Breitband schafft Wachstum

München (ots)

  • Deregulierung der Breitbanddienste könnte 59.000 neue Arbeitsplätze in Deutschland schaffen
  • Zusätzliches Wirtschaftswachstum von 0,2 Prozent durch Deregulierung möglich
  • Mehrheit der aktuellen volkswirtschaftlichen Studien belegt hohe Kosten durch Netzregulierung für die Gesamtwirtschaft
  • Harte Haltung der EU-Kommission droht derzeit, das geplante Regulierungsmoratorium in Deutschland zu gefährden
Die Deregulierung des DSL-Markts könnte Impulse für Wachstum und
Beschäftigung geben. Zu diesem Ergebnis kommt die aktuelle Studie von
Mercer Management Consulting und NERA Economic Consulting
"Deregulierung in europäischen Breitbandmärkten - Potenziale einer
ökonomisch orientierten Regulierungspraxis". Sie zeigt die enorme
gesamtwirtschaftliche Bedeutung des Breitbandmarkts, der allein in
Deutschland 59.000 neue Arbeitsplätze schaffen und das
Wirtschaftswachstum in den nächsten drei Jahren um jeweils 0,2
Prozent steigern könnte. Die Bundesregierung und die deutsche
Regulierungsbehörde, die Bundesnetzagentur, plädieren daher dafür,
bei neuen Breitbanddiensten zunächst keine Regulierung einzuführen,
um die Marktdynamik nicht zu bremsen. Erst wenn konkrete Erfahrungen
mit den Markt- und Wettbewerbsstrukturen dieses neuen Markts
vorliegen, soll über einen eventuellen Regulierungsbedarf entschieden
werden. Doch die Europäische Union besteht darauf, auch die neuen
Breitbandnetze vorab zu regulieren.
Bereits in diesem Jahr wollen einige europäische
Telekommunikationsunternehmen mit dem Bau neuer
Hochgeschwindigkeitsnetze beginnen. So beabsichtigt die British
Telecom (BT), das "21st Century Network" zu errichten. Auch die
Deutsche Telekom plant, ihr Netz auf VDSL-Geschwindigkeit auszubauen.

- [Aufgabe A]
Schreib die Passage aus dem Text über Breitband-Deregulierung neu, beginnend bei „Bereits in diesem“ und endend bei „auf VDSL-Geschwindigkeit auszubauen.“. Ersetze darin „Hochgeschwindigkeitsnetze“ durch „Glasfasernetze“.

- [Die Daten]
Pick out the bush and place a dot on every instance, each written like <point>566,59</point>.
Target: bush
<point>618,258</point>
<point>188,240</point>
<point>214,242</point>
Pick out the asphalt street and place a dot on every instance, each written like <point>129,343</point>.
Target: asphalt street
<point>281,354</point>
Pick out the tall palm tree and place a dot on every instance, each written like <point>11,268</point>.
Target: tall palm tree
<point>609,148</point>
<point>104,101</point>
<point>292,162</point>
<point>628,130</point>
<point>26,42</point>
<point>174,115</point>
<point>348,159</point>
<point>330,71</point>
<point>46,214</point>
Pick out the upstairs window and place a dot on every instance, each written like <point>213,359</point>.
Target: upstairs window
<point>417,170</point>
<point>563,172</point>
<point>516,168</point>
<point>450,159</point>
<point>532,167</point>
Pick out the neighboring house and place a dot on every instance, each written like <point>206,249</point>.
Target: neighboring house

--

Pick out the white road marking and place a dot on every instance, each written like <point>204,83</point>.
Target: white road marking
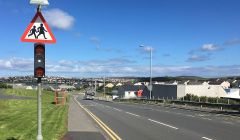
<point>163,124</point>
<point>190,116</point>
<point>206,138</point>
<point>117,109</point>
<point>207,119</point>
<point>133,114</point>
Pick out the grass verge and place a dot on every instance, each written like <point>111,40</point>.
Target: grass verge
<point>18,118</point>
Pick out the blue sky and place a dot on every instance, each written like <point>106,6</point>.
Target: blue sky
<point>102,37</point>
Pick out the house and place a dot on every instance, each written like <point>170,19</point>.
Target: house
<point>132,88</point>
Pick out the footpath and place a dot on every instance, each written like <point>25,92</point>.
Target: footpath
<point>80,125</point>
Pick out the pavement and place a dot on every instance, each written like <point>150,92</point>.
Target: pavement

- [Aufgabe B]
Wiederhole unverändert die Zeilen der Datensätze, beginnend mit der Zeile, die „Pick out the grass“ enthält, und endend mit der Zeile, die „Target: pavement“ enthält.

- [Musterlösung A]
Bereits in diesem Jahr wollen einige europäische
Telekommunikationsunternehmen mit dem Bau neuer
Glasfasernetze beginnen. So beabsichtigt die British
Telecom (BT), das "21st Century Network" zu errichten. Auch die
Deutsche Telekom plant, ihr Netz auf VDSL-Geschwindigkeit auszubauen.

- [Musterlösung B]
Pick out the grass verge and place a dot on every instance, each written like <point>111,40</point>.
Target: grass verge
<point>18,118</point>
Pick out the blue sky and place a dot on every instance, each written like <point>106,6</point>.
Target: blue sky
<point>102,37</point>
Pick out the house and place a dot on every instance, each written like <point>170,19</point>.
Target: house
<point>132,88</point>
Pick out the footpath and place a dot on every instance, each written like <point>25,92</point>.
Target: footpath
<point>80,125</point>
Pick out the pavement and place a dot on every instance, each written like <point>150,92</point>.
Target: pavement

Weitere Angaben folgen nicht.